### Text segment ###

Additionally, Gov. Evers’ comprehensive corrections plan also proposes to convert Waupun Correctional Institution into a state-of-the-art, medium-security institution designated as the state’s first “vocational village.” Based on models from other states like Michigan, Louisiana, and Missouri, vocational villages emphasize vocational training and workforce readiness to ensure individuals who have completed their time in Wisconsin’s correctional institutions have the resources, training, and skills to join the workforce, be contributing members of society, reduce their risk of reoffending, and improve public safety. Waupun Correctional Institution would close temporarily while major renovations were conducted, including demolishing the existing cell halls, replacing them with modern housing for 600 at medium-security, and establishing space for the “vocational village.”

A thorough overview of Gov. Evers’ comprehensive corrections plan that was released earlier this year is available here. Additional details on the Evers Administration’s efforts to close Lincoln Hills and Copper Lake Schools, and safely and responsibly move kids closer to home, are also available below.

The State Building Commission will take up Gov. Evers’ and the Evers Administration’s request to release the $15 million secured in the 2025-27 state budget at its next meeting on Tues., Oct. 28, 2025.

### Available data ###

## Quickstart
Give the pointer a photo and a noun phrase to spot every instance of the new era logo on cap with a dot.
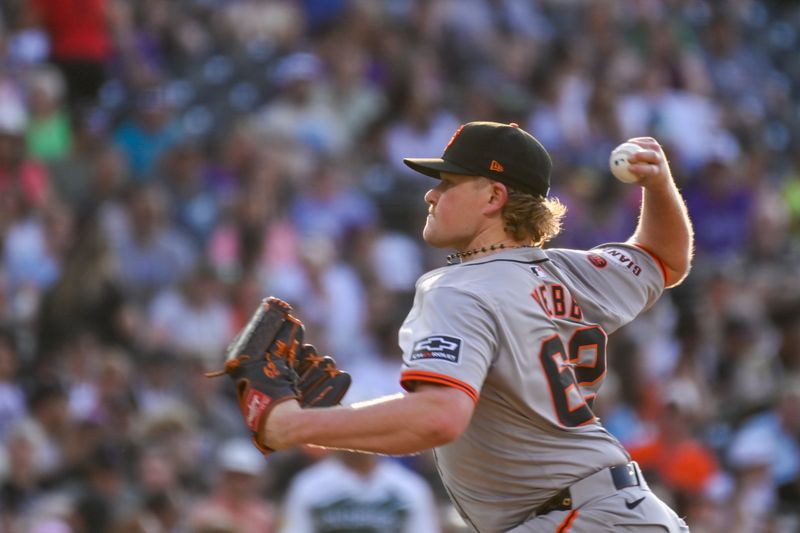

###

Directives:
A. Transcribe the corrections plan passage word for word, everything from "A thorough overview" down to "Oct. 28, 2025.".
B. Answer these questions using the corrections plan passage, giving each answer on its own line with the same mark:
(i) How many people would the new medium-security housing at Waupun hold?
(ii) Which three states are named as models for vocational villages?
(iii) When is the next State Building Commission meeting?
C. For each statement, say yes or no as to whether it agrees with the corrections plan passage, and quote the words that decide it:
(i) Waupun Correctional Institution would stay open while the renovations were carried out.
(ii) The $15 million was secured in the 2025-27 state budget.
(iii) The plan would turn Waupun into a maximum-security institution.
The lines are material separate from the corrections plan passage.

Exercise results:
A.
A thorough overview of Gov. Evers’ comprehensive corrections plan that was released earlier this year is available here. Additional details on the Evers Administration’s efforts to close Lincoln Hills and Copper Lake Schools, and safely and responsibly move kids closer to home, are also available below.

The State Building Commission will take up Gov. Evers’ and the Evers Administration’s request to release the $15 million secured in the 2025-27 state budget at its next meeting on Tues., Oct. 28, 2025.

B.
(i) 600
(ii) Michigan, Louisiana, and Missouri
(iii) Tues., Oct. 28, 2025

C.
(i) No: "Waupun Correctional Institution would close temporarily while major renovations were conducted"
(ii) Yes: "the $15 million secured in the 2025-27 state budget"
(iii) No: "a state-of-the-art, medium-security institution"